══ TEXT ══

Yume Ippai (ゆめいっぱい, "Full of Dreams") is a song covered by  as her debut single on April 21, 1990... The lyrics were written by Aran Tomoko and the melody was composed by Tetsuro Oda. It was used as the first opening theme of the anime series Chibi Maruko-chan from January 7, 1990 to September 27, 1992.  "Yume Ippai" was the only song that Sakura Momoko did not write lyrics for in the anime series. The song was used once again on December 15, 1990 as the ending soundtrack for Chibi Maruko-chan: The Movie. At its peak, the song placed 50th on the Oricon Singles charts during the 1990s. After the death of Sakura Momoko in 2018, "Yume Ippai" rose to 132nd place on the chart that week.

═══

WRITTEN TASK A:
List every full calendar date (month, day, and year) given in the text about "Yume Ippai."

══ PROVIDED ENTRIES ══

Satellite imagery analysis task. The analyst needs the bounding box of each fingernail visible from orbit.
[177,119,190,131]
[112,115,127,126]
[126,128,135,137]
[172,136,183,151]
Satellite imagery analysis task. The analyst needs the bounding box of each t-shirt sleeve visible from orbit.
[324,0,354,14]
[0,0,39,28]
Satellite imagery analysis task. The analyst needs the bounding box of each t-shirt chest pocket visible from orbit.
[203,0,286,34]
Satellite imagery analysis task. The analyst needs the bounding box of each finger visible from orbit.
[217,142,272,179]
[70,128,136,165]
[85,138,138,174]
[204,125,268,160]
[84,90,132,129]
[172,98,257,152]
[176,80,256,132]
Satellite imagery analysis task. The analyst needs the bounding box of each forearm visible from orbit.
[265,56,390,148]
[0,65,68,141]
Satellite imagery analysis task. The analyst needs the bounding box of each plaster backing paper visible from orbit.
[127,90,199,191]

═══

WRITTEN TASK B:
Update the rows from the line containing "forearm visible from orbit." through the end of the rows, replacing "analyst" with "reviewer" and changing nothing else.

TASK RESPONSE A:
April 21, 1990
January 7, 1990
September 27, 1992
December 15, 1990

TASK RESPONSE B:
Satellite imagery analysis task. The reviewer needs the bounding box of each forearm visible from orbit.
[265,56,390,148]
[0,65,68,141]
Satellite imagery analysis task. The reviewer needs the bounding box of each plaster backing paper visible from orbit.
[127,90,199,191]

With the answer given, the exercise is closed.